SOURCE PASSAGE ->
SOLIMAN: I don’t think so. The monitoring is very, very intense because the monitoring, as DOST can explain—maybe Usec. Yumul can do that—the monitoring is not just on rain. They are also putting in gadgets that will tell us the possibility of landslides. And, the monitoring of waters in the dam and monitoring of waters in the river including Marikina River is ongoing. So, the warning is way ahead.

Q: Mr. Yumul. You mentioned that what we are having right now is a creeping disaster. So, do you expect this to culminate in the arrival of typhoons that would surpass previous destructive typhoons in terms of strength and destruction?

YUMUL: It’s always a possibility considering the fact that you are dealing with a La Niña event. And, we know for a fact that during La Niña, aside from having more typhoons, you would actually expect more intense typhoons. Yes, it’s a distinct possibility.

CARANDANG: Mia, may I just add also. If you’ve noticed now, the news around the world, these weather phenomena are happening everywhere. It’s not isolated in the Philippines. Other ASEAN countries have experienced this. Recently, there were floods in Australia in places where they really never expected that degree of flooding. So, it’s a problem that not just the Philippine government [is dealing], but all governments are dealing with around the region. And, as we said, so far we’ve had very good coordination and cooperation with the local government. There has been inter-agency coordination. And, we’ve managed to prevent these situations from getting worse because there has been a lot of effort and attention paid to preparing for these weather disturbances.

Q: Sir, just a follow up. Sir, what you said about this creeping disaster—and that you expect worse rather than we’ve had in the past—is this already inputted in this year’s growth targets?

YUMUL: I am not sure how much they have been inputted in the growth targets. I know that when the targets were being discussed, there was always the possibility of the economic impact of weather disturbances. But, weather is difficult to predict, and so it’s also difficult to predict what kind of impact this will have on the economy.

Q: Since, it’s going to be a continuing disaster –these rains and everything for the rest of the year—mayroon ba tayong mga projections like how much you might need for relief since iyon nga, it’s going to be a continuing disaster for this year?

YOUR TASK -> Reproduce the briefing transcript word for word, between "YUMUL: I am" and "for this year?", inclusive. The listing after this briefing transcript is separate material.

SUPPLIED DATA ->

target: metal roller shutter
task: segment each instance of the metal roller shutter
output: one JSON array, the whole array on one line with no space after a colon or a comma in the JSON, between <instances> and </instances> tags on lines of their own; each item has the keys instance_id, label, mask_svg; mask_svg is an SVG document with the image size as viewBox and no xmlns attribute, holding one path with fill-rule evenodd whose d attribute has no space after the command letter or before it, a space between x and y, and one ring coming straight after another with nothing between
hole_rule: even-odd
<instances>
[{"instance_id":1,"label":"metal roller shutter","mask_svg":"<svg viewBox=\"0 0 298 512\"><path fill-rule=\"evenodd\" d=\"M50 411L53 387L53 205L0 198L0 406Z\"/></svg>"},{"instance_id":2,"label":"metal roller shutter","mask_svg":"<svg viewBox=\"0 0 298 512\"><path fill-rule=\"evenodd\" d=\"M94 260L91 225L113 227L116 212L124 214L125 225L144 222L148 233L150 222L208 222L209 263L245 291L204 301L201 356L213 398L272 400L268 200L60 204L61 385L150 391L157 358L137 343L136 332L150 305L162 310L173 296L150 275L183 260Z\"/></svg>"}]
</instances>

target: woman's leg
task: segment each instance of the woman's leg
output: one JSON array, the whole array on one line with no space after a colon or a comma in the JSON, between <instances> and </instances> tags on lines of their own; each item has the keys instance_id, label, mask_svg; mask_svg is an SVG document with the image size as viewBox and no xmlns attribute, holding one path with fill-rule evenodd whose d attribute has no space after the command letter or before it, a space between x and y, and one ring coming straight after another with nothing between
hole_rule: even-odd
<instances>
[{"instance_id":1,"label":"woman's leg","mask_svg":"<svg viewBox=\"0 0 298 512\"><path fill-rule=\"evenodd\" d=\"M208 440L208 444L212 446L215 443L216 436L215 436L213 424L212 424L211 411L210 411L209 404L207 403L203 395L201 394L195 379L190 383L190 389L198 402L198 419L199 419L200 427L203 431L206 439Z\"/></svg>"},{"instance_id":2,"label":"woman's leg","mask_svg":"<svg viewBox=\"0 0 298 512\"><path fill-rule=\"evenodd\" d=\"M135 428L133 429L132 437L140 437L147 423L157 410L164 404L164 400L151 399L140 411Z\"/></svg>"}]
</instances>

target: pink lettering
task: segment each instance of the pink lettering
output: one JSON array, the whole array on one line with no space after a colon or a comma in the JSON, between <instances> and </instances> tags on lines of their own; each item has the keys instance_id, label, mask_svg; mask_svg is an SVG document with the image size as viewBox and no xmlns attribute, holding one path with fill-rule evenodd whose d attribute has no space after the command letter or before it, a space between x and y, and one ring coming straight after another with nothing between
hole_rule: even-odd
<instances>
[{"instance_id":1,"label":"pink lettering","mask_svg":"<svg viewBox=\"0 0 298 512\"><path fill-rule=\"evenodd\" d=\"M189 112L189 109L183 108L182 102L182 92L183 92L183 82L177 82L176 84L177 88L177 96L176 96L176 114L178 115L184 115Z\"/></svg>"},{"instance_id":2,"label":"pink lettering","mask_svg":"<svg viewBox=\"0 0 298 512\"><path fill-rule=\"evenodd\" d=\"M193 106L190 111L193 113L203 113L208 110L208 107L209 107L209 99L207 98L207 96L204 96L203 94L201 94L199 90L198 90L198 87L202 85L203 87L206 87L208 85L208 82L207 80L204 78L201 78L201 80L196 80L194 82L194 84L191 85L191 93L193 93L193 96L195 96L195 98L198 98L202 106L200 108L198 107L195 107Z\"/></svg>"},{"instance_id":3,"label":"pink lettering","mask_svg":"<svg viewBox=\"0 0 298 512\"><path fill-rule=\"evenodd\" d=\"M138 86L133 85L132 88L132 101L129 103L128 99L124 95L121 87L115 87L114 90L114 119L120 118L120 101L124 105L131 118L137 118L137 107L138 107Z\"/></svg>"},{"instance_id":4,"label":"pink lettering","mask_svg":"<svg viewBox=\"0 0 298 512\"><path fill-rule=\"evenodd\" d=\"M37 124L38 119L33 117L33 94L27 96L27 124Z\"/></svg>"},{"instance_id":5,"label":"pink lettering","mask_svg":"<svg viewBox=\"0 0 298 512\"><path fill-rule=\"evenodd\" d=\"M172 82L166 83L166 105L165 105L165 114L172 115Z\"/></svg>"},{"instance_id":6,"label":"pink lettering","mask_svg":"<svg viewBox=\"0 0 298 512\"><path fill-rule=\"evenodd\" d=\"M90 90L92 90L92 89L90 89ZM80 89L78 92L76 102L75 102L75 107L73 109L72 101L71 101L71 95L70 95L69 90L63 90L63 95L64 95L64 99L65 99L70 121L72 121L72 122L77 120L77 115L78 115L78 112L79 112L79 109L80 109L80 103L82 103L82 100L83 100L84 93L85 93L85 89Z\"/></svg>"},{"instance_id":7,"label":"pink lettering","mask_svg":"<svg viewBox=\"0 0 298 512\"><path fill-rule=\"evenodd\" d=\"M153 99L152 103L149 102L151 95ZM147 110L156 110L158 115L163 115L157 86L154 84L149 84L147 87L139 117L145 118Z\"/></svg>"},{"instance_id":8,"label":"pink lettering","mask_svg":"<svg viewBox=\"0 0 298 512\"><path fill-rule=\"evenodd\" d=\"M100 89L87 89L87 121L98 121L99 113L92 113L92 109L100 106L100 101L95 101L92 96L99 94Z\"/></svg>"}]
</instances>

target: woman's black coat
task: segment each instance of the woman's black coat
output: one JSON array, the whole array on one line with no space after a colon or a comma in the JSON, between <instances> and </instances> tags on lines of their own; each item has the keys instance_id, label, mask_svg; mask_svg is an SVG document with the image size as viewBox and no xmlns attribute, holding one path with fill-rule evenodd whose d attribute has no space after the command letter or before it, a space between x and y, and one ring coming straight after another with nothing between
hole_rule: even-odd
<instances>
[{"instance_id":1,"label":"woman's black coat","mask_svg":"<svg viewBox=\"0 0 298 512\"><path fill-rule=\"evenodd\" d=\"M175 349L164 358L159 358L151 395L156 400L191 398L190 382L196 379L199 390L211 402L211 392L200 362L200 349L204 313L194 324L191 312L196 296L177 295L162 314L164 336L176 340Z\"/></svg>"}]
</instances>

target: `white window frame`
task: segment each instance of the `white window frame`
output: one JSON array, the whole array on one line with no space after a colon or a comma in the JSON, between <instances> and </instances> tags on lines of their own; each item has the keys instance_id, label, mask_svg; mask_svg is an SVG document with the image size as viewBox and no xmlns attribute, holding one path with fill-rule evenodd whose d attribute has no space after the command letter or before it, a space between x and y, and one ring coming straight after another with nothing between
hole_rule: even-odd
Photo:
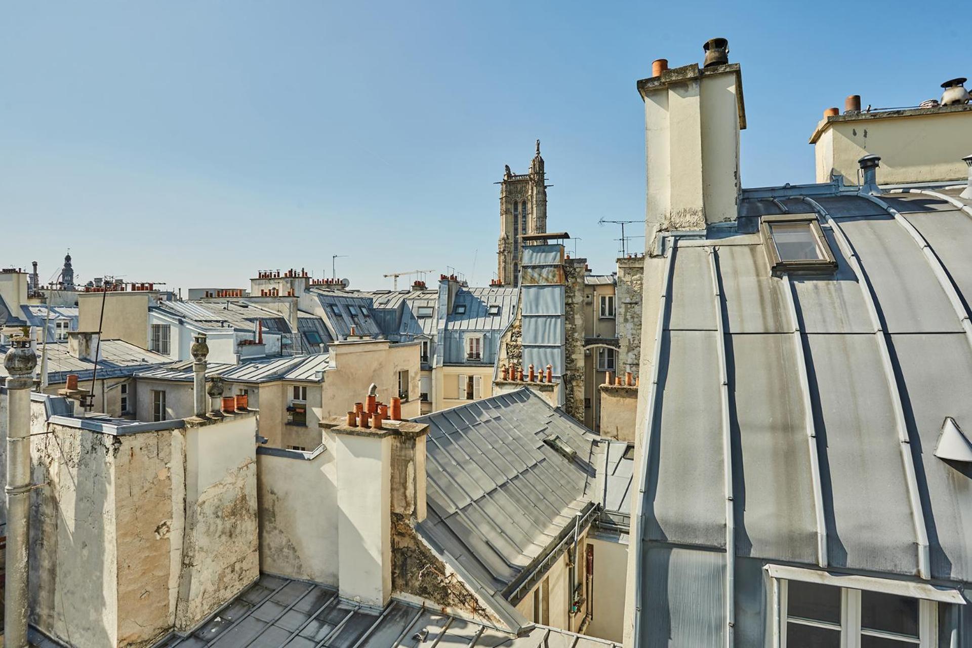
<instances>
[{"instance_id":1,"label":"white window frame","mask_svg":"<svg viewBox=\"0 0 972 648\"><path fill-rule=\"evenodd\" d=\"M475 351L473 351L475 347ZM479 356L473 358L473 355ZM480 334L466 336L466 359L481 362L483 359L483 336Z\"/></svg>"},{"instance_id":2,"label":"white window frame","mask_svg":"<svg viewBox=\"0 0 972 648\"><path fill-rule=\"evenodd\" d=\"M152 390L152 420L166 421L165 390Z\"/></svg>"},{"instance_id":3,"label":"white window frame","mask_svg":"<svg viewBox=\"0 0 972 648\"><path fill-rule=\"evenodd\" d=\"M157 331L157 335L156 334ZM164 335L162 334L164 332ZM154 351L162 356L172 353L172 325L154 324L152 324L152 336L149 340L149 351Z\"/></svg>"},{"instance_id":4,"label":"white window frame","mask_svg":"<svg viewBox=\"0 0 972 648\"><path fill-rule=\"evenodd\" d=\"M598 347L598 371L616 371L617 370L617 350L613 347ZM601 358L604 356L604 362L602 363ZM613 358L613 361L608 363L608 359ZM609 364L609 366L608 366Z\"/></svg>"},{"instance_id":5,"label":"white window frame","mask_svg":"<svg viewBox=\"0 0 972 648\"><path fill-rule=\"evenodd\" d=\"M612 294L602 294L601 296L601 319L602 320L613 320L614 319L614 295Z\"/></svg>"},{"instance_id":6,"label":"white window frame","mask_svg":"<svg viewBox=\"0 0 972 648\"><path fill-rule=\"evenodd\" d=\"M964 599L956 590L943 590L928 583L895 581L871 576L831 574L826 571L803 569L770 564L766 570L771 577L773 589L773 643L774 648L786 648L789 582L791 580L816 583L839 588L841 591L841 624L815 622L811 620L793 621L806 626L839 630L842 648L860 648L860 637L883 637L908 642L918 648L938 646L938 603L963 604ZM860 626L861 591L892 594L919 601L919 639L903 637L888 632L862 630Z\"/></svg>"}]
</instances>

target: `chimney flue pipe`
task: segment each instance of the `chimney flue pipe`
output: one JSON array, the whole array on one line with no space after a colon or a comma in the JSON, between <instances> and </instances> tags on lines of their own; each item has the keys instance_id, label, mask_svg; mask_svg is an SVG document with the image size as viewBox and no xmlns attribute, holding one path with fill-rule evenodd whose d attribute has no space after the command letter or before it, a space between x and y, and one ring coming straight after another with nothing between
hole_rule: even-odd
<instances>
[{"instance_id":1,"label":"chimney flue pipe","mask_svg":"<svg viewBox=\"0 0 972 648\"><path fill-rule=\"evenodd\" d=\"M27 576L30 571L30 388L37 355L27 338L12 340L7 369L7 573L4 645L27 648Z\"/></svg>"}]
</instances>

EXERCISE RESPONSE ->
YUMUL: I am not sure how much they have been inputted in the growth targets. I know that when the targets were being discussed, there was always the possibility of the economic impact of weather disturbances. But, weather is difficult to predict, and so it’s also difficult to predict what kind of impact this will have on the economy.

Q: Since, it’s going to be a continuing disaster –these rains and everything for the rest of the year—mayroon ba tayong mga projections like how much you might need for relief since iyon nga, it’s going to be a continuing disaster for this year?